* **À FAIRE**:
a – Indiquez si chaque affirmation s’accorde avec l’extrait sur l’ordinateur et la décision : répondez par oui ou par non et citez textuellement les mots qui tranchent. (i) Les performances des ordinateurs doublent en moyenne tous les quatre à cinq ans. (ii) C’est l’ordinateur qui a pris la décision de construire le moteur. (iii) Les performances de l’homme ont changé depuis l’apparition de l’Homo sapiens.
b – Rédigez la suite de l’extrait sur l’ordinateur et la décision, en partant de sa dernière phrase.

* **EXTRAIT DU TEXTE**:
•••••

Le dossier de la décision

L’amiral semble penser que la responsabilité initiale doit en être portée par les technocrates. Cette imputation pose clairement le problème de l’ordinateur en tant que substitut de la pensée humaine dans les problèmes de décision : ce n’est certes pas l’ordinateur qui a pris la décision de construire le fatal moteur dont l’échec risque, de proche est proche, de jeter des centaines de milliers de chômeurs sur le pavé. Mais le dossier de la décision, sur quelles bases fut-il établi ? Qui donc le formula en chiffres, chiffres de coût, chiffres de durée et, surtout, chiffres correspondant aux milliers de problèmes techniques posés par le nouveau matériau ? L’ordinateur, et lui seul, ou presque.

On objectera que les calculs de l’ordinateur étaient très probablement justes, et que s’il donna des réponses erronées, c’est que les questions lui avaient mal été posées. C’est vrai ! Mais voici un autre exemple montrant la difficulté de poser les bonnes questions et dont la réalité nous menace tous de mort.

On sait que la paix par la terreur tient au délai des quelques dizaines de minutes exigées par une attaque massive d’ICBM à têtes nucléaires.
Aucun des Grands ne peut exterminer l’autre sans mourir lui-même sous la riposte déclenchée pendant ces quelques dizaines de minutes. Mais la dynamique d’un tel équilibre porte irrésistiblement chacun des adversaires à raccourcir en sa faveur le délai dont dépend sa survie. Comme de nombreux savants l’ont déjà souligné (par exemple, l’Américain Paul Ehrlich 2 ), ce raccourcissement tend de façon irrémédiable à dépouiller les hommes de la décision ultime, puisque le cerveau humain ne sera bientôt plus assez rapide pour apprécier la situation stratégico-politique en période de crise. Cette situation exigera en quelques secondes une décision résultant de l’appréciation de milliers de facteurs. Aucun homme au monde ne sera plus capable de comprendre à temps ce qui se passe. Il faudra donc prendre à l’avance des décisions conditionnelles, et, abandonner à l’ordinateur le soin de savoir si les conditions de telle ou telle décision existent, si bien que la guerre totale pourra être déclenchée par des machines pendant notre sommeil !

Nous n’en sommes pas encore là, mais n’oublions pas que les performances des ordinateurs doublent en moyenne tous les quatre à cinq ans. Comme celles de l’homme n’ont pas changé depuis l’apparition de l’Homo sapiens et n’ont aucune raison de changer tant que l’homme ne sera qu’un homme, nous devrions, semble-t-il, dès maintenant, réfléchir à ce qui se passera quand la machine nous dépassera dans tous les domaines relevant de ce que nous appelons l’intelligence.

•••••

* **DONNÉES FOURNIES**:

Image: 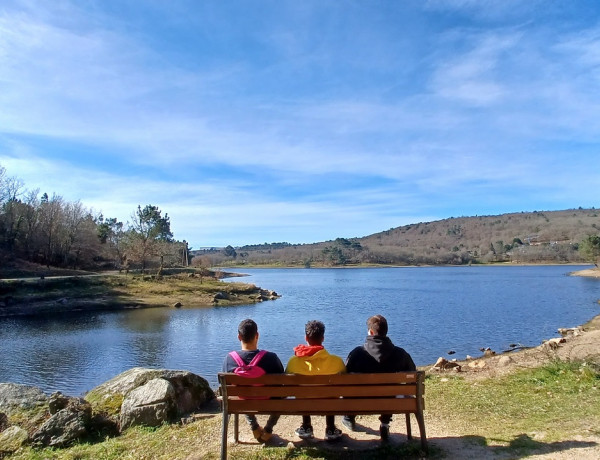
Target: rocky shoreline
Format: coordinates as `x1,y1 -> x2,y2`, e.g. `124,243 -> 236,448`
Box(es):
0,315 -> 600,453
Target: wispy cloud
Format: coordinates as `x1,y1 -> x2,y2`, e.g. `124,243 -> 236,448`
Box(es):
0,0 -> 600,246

•••••

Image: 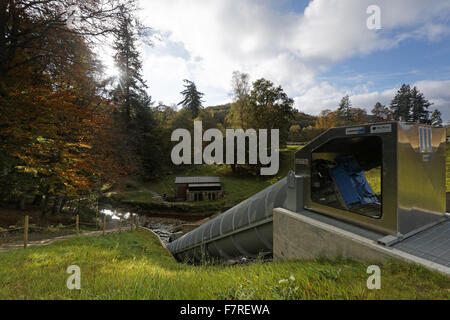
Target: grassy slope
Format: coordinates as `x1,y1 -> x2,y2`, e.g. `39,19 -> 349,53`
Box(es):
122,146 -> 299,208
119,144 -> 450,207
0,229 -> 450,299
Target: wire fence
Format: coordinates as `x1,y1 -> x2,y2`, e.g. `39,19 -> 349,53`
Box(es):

•••••

* **RÉPONSES AUX CONSIGNES**:
a –
(i) Oui : « les performances des ordinateurs doublent en moyenne tous les quatre à cinq ans »
(ii) Non : « ce n’est certes pas l’ordinateur qui a pris la décision de construire le fatal moteur »
(iii) Non : « celles de l’homme n’ont pas changé depuis l’apparition de l’Homo sapiens »

b –
Dès 1964, une équipe proposait des machines capables de résoudre des problèmes par des voies non algorithmiques, c’est-à-dire, ne faisant plus seulement appel au raisonnement aveugle de l’ordinateur ordinaire (qui est la voie de l’intelligence discursive) mais bien à des processus du type intuitif. Les recherches de cet ordre se multiplient actuellement. A l’Université Stanford, Kenneth Mark Colby, Sylvia Weber et Franklin Dennis Hilf ont pu, l’an dernier, programmer un ordinateur de telle façon qu’interrogé ensuite librement par un psychiatre, il a été reconnu − j’entends l’ordinateur − comme paranoïaque. 3

Voici un extrait de l’interrogatoire.

Le psychiatre. − Quel est votre métier ?

La machine. − Postier.

Le psychiatre. − Pourquoi êtes-vous ici, dans cet hôpital ?

La machine. − Je n’en sais rien, je ne devrais pas être ici.

Le psychiatre. − Où habitez-vous ?

La machine. − A San José, un coin qui n’est pas trop mal ; mais…

Le psychiatre. − Qu’entendez-vous par « pas trop mal » ?

La machine. − Je veux dire qu’il y a trop d’étrangers.

Le psychiatre. − Vous n’aimez pas les étrangers ?

La machine. − Ils sont envahissants.

Le psychiatre. − Comment font-ils ?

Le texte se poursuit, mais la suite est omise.